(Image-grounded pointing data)
━━━━━━━━━━━━━━━━━━━━

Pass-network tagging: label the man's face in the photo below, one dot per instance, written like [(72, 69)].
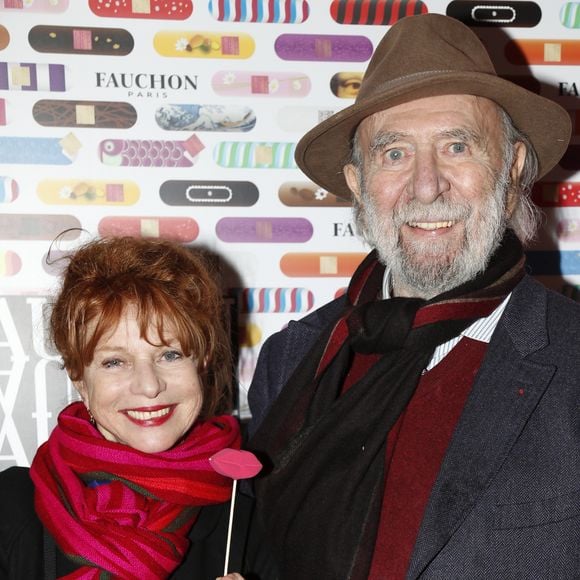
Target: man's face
[(434, 190)]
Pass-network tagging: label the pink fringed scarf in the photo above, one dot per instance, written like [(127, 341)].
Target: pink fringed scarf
[(136, 524)]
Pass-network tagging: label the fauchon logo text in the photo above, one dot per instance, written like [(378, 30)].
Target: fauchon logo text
[(146, 85)]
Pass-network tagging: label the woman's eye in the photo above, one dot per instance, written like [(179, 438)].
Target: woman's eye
[(172, 355), (458, 147), (112, 363)]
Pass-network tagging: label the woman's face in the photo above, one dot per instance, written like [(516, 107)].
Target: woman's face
[(141, 395)]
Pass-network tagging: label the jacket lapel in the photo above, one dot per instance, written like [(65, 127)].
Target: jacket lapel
[(505, 393)]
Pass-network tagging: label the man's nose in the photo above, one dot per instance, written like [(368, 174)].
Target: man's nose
[(428, 181), (147, 380)]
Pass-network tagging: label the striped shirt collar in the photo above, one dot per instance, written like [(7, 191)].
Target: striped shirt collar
[(482, 329)]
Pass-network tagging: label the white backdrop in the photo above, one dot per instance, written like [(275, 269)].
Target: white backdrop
[(144, 116)]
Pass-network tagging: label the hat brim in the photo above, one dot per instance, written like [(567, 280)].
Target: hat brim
[(323, 151)]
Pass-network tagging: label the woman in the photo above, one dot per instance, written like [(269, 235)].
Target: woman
[(123, 488)]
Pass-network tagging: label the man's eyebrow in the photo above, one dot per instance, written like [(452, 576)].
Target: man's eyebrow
[(385, 138), (462, 134)]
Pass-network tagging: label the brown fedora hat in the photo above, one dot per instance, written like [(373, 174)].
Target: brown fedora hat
[(426, 56)]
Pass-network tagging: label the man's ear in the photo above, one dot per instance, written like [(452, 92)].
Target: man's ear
[(515, 174), (351, 175)]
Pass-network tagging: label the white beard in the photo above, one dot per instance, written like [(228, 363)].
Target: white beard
[(430, 267)]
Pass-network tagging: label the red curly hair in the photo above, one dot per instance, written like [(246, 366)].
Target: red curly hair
[(167, 283)]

━━━━━━━━━━━━━━━━━━━━

» Exercise directions
Could you write out every record exactly, leaving the pictures out?

» Exercise solution
Pass-network tagging: label the man's face in the photo below, one dot per instance, written like [(72, 69)].
Target: man's face
[(434, 190)]
Pass-network tagging: label the pink fringed scarf in the photo above, one dot per instance, written like [(127, 341)].
Target: pink fringed scarf
[(136, 524)]
Pass-network tagging: label the fauchon logo text in the photo above, one dot per instance, written like [(378, 30)].
Target: fauchon logo text
[(146, 85)]
Pass-network tagging: label the woman's eye in the photo above, one dot per instance, written like [(179, 438)].
Target: woman's eye
[(172, 355), (458, 147), (112, 363)]
Pass-network tagging: label the woman's face in the photo above, one dot per instance, written like [(516, 107)].
Target: woman's face
[(141, 395)]
Pass-network tagging: label the jacket lapel in the photo above, one dot per instance, written like [(65, 127)].
Target: jacket lapel
[(505, 393)]
Pass-network tagging: label the man's nose in the photo above, one dot per instance, written like [(368, 174)].
Target: man's nose
[(428, 181), (147, 380)]
Pass-network tagging: label the striped shirt collar in the photo above, one dot per instance, written like [(7, 191)].
Target: striped shirt collar
[(482, 329)]
Pass-network tagging: label the white backdrop in the photo above, one dot per instance, written like [(275, 269)].
Target: white backdrop
[(144, 116)]
Pass-network tagging: label the hat brim in the photo above, one dot per instance, written like [(567, 280)].
Target: hat brim
[(323, 151)]
Pass-network tagging: label the woman in the photo above, one dot per instance, written like [(269, 235)].
Target: woman
[(123, 488)]
Pass-network tagging: label the man's eyebrow in the photo above, one dot per instance, written like [(452, 576)].
Target: man's eyebrow
[(385, 138), (462, 134)]
Pass-network tagging: label the brown fedora hat in the photo above, one dot per instance, written like [(373, 174)].
Target: brown fedora hat
[(426, 56)]
Pass-network tagging: label the man's ear in the photo above, one dot per instance, written like [(452, 92)].
Target: man's ear
[(515, 174), (351, 175)]
Pass-network tagging: label the white beard in the photo above, one dot per instance, written like [(228, 363)].
Target: white beard
[(430, 267)]
Pass-network tagging: label the red curly hair in the photo above, one dot per instance, written like [(246, 366)].
Target: red curly hair
[(167, 283)]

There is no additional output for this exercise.